--- THE RECORDS ---
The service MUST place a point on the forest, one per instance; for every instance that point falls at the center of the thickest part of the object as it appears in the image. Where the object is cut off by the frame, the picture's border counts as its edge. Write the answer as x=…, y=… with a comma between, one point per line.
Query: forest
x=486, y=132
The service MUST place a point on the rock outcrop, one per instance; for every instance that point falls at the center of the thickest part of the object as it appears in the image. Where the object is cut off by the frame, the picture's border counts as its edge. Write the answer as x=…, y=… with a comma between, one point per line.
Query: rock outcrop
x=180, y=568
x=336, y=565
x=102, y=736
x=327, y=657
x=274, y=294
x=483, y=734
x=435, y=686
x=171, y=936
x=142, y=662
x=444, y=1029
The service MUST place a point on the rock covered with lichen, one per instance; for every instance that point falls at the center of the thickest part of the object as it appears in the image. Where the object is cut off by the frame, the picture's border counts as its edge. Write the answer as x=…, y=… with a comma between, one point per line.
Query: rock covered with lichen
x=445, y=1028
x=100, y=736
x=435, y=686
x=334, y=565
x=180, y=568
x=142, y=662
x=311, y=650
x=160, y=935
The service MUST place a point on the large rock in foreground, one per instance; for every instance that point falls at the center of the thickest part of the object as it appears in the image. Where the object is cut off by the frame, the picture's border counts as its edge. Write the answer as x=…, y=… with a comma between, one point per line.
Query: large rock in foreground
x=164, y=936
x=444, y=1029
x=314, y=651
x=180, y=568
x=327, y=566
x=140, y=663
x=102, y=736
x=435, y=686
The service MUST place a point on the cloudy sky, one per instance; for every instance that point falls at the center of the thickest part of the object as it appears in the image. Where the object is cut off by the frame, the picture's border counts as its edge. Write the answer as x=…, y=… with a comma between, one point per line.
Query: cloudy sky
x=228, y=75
---
REQUEST
Reproduce all of the items above, changing each "service" to "annotator" and leaving every other character as it stands.

COMPLETE ANSWER
The annotator MUST place a point on the forest, one per instance; for every instance that point falls at the center of the thickest part of the object as it appears in the image. Where the object is cut off by the frame, the picture's border counts as its edge. Write the answer as x=…, y=… with a comma between, one point per line.
Query: forest
x=486, y=132
The annotator MUST place a point on the rock outcrop, one per instance; for every instance that point falls at the center of the thickest part of the object as it appears in the image. Where the object is cut off by the frame, the picture's border counts as its edge. Write the answer as x=…, y=… with a comma between, one point per line.
Query: rock outcrop
x=180, y=568
x=336, y=565
x=102, y=736
x=327, y=657
x=274, y=294
x=483, y=734
x=435, y=686
x=171, y=936
x=142, y=662
x=444, y=1029
The annotator MUST place a point on the rock covered with lichen, one per instance; for every instance that point falls at the center of the thickest part of the object as it appears in the image. Where the object is cut off by the frame, the picture's border counts as its edge. Write the answer as x=…, y=… with a comma between, one point per line.
Query: rock covered with lichen
x=445, y=1028
x=100, y=736
x=435, y=686
x=334, y=565
x=180, y=568
x=142, y=662
x=311, y=650
x=160, y=935
The annotator MUST place a point on the large rock in foreground, one per instance; for every instance that point falls at the center of the thickest part of the object as it appears in the image. Where the object is cut off by the frame, the picture's border counts as its edge. Write the answer as x=…, y=… with a comma between, one point per line.
Query: large rock in foreground
x=164, y=936
x=444, y=1029
x=314, y=651
x=180, y=568
x=327, y=566
x=140, y=663
x=102, y=736
x=435, y=686
The annotator MUST place a point on the cloudy sky, one per instance; for every instance that point falls at the center of the thickest part of the object as it appears in the image. Where the object is cut off by the frame, the picture's border counts as its edge. Write the answer as x=…, y=… with a comma between, one point per line.
Query: cloudy sky
x=228, y=75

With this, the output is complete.